* [Questions]
(1) Answer these questions about the AI safety conversation, marking each answer (a), (b) or (c):
(a) According to Scott, what is the only hope for watermarking or any other safety mitigation?
(b) Where does Roon work?
(c) What happened to total ChatGPT use at the beginning of the summer and then in the fall?
(2) Reproduce word for word the part of the AI safety conversation that opens with the words containing "Scott: Yeah. But" and closes with "of a problem.".
(3) Resume the AI safety conversation between Theo and Scott, picking up after its last sentence.

* [Document excerpt]
'''
In the meantime, the more basic issues are things like, well, how do we coordinate all of the AI companies to do this? If just one of them does it, then maybe the customers rebel. They say, well, why is Big Brother watching me? I don't like this, and they switch to a competing language model, and so you have a coordination problem. There are open source models. The only hope for not just watermarking, but any safety mitigation is that the frontier models will be closed ones, and there will only be a few of them, and we can get all of the companies making them to coordinate on the safety measures. The models that are away from the frontier will be open source, and people will be able to do anything they want with them, but those will be less dangerous.

Alignment By Default (56:41)

Theo: What if, playing devil’s advocate, language models generally are safe? Like Roon, who also works at OpenAI, tweeted a while back, “It's pretty obvious we live in an alignment by default universe, but nobody wants to talk about it. We achieved general intelligence a while back, and it was instantiated to enact a character drawn from the human prior. It does extensive out of domain generalization, and safety properties seem to scale in the right direction with size.” So, first of all, do you think this is basically accurate? And then second of all, if it is, then why would I want Big Brother OpenAI to have all the closed source models for themselves? Wouldn't that increase risk in case they accidentally release a utility monster, and the rest of the open source world hasn't caught up with defensive AIs?

Scott: I should say, I don't know. I've talked to the Yudkowskians, the people who regard it as obvious that, once this becomes intelligent enough, it basically is to us as we are to orangutans, and how well do we treat orangutans that exist in a few zoos and jungles in Indonesia at our pleasure. Of course, the default is that this goes very badly for us. Then I've talked to other people who think that's just an apocalyptic science fiction scenario, and these are just helpful assistants and agents, and they imitate humans because they were trained on human data, and there's no reason why that won't continue. I don't regard either as obvious. I am agnostic here. I think that the best that I know how to do is to just sort of look at the problems as they arise and see and try to learn something by mitigating those problems that hopefully will be relevant for the longer term. So what are the misuses of language models right now? Well, there's academic cheating. The total use of ChatGPT noticeably dropped at the beginning of the summer, and then it went back up in the fall. So we know what that's from.

Theo: Well, it's not all cheating.

Scott: You’re right. It’s academic use, some fraction of which might be totally legitimate and fine. You're absolutely right. And there are even hard questions about what is the definition of AI-based academic cheating. At what point of relying on ChatGPT are you relying on it too much? Every professor has been struggling to come up with a policy on that. But, you know, whatever problems there are now, like language models dispensing bad medical advice or helping people build bombs, some people regard that as already a problem and others don't, because they say you could just as easily find that misinformation on Google.

Theo: They’re also not terribly helpful.

Scott: Yeah. But even if you don't regard it as a problem now, I think it's clear that once you have an AI that can really be super helpful to you in building your chemical weapon and troubleshoot everything that goes wrong as you're mixing the chemicals, then that is kind of a problem.
'''
* [Material supplied]
'''
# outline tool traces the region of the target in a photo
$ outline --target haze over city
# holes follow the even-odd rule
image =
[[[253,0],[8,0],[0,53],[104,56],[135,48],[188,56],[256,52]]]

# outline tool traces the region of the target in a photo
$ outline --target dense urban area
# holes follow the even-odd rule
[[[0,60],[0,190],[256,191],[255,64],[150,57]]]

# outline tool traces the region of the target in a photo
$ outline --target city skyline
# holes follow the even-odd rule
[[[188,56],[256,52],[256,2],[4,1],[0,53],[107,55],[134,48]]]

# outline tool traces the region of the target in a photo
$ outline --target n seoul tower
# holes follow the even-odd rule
'''
* [Answers to the exercises]
(1)
(a) That the frontier models will be closed ones, that there will be only a few of them, and that all the companies making them can be brought to coordinate on the safety measures.
(b) At OpenAI.
(c) It dropped noticeably at the beginning of the summer and then went back up in the fall.

(2)
Scott: Yeah. But even if you don't regard it as a problem now, I think it's clear that once you have an AI that can really be super helpful to you in building your chemical weapon and troubleshoot everything that goes wrong as you're mixing the chemicals, then that is kind of a problem.

(3)
Each thing that you think about, you could think about mitigations for it, but then the mitigations you can think of are only as good as your ability to take all of the powerful language models and put those safeguards on them and not have people be able to take them off. This is what I think of as the fundamental obstruction in AI safety, that anything you do is only as good as your ability to get everyone to agree to do it. In a world where the models are open sourced, what we've seen over the last year is that once a model is open sourced, it takes about two days for people to remove whatever reinforcement learning was put on it in order to make it safe or aligned. If you want it to start spouting racist invective or you want it to help people build bombs, it takes about a day or two of fine tuning. Once you have the weights of a model, then you can modify it to one that does that.

Cryptography in AI (1:02:12)

Scott: Now maybe we could build models that are cryptographically obfuscated or that have been so carefully aligned that even after we open source them, they are going to remain aligned. But I would say that no one knows how to do that now. That again is a big research problem.

Theo: How optimistic are you about cryptography? You know, like zero-knowledge machine learning and other things like that.

Scott: So what's the question?

Theo: How optimistic are you that we'll be able to use cryptography for AI safety?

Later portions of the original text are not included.